Aim of the exercise: Lay out each non-blank line of the rows below as a JSON list of strings, with one string per line.

Dataset entries:
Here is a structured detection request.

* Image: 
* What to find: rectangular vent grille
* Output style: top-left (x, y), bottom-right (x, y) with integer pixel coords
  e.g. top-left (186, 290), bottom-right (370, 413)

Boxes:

The answer:
[
  "Here is a structured detection request.",
  "* Image: ",
  "* What to find: rectangular vent grille",
  "* Output style: top-left (x, y), bottom-right (x, y) with integer pixel coords",
  "  e.g. top-left (186, 290), bottom-right (370, 413)",
  "Boxes:"
]